▶ WORK INSTRUCTION: Look through the material below and count the lines with the string "plastic". Report only the count.

-=-=-=-=-

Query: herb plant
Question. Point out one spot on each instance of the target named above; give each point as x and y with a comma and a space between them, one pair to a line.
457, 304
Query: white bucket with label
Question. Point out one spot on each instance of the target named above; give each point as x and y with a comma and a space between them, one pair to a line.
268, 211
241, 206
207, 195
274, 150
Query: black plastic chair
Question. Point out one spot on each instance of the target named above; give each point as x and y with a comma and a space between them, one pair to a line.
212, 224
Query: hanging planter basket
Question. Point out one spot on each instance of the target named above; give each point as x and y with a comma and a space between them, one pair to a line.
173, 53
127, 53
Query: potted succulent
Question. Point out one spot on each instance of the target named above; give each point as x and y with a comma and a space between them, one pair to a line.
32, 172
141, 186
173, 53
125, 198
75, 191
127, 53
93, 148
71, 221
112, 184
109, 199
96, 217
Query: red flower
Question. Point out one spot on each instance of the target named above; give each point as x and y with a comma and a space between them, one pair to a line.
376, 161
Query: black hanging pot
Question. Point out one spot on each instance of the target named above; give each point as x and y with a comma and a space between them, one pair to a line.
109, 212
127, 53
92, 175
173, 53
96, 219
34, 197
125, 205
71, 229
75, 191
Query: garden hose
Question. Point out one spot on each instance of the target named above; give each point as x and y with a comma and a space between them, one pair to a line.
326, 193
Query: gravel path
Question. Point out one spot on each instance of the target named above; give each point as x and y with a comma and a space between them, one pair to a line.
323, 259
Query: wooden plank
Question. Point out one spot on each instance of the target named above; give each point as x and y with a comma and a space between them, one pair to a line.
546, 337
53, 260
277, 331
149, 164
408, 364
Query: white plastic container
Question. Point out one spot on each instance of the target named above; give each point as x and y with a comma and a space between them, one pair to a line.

-=-=-=-=-

▶ ANSWER SECTION: 2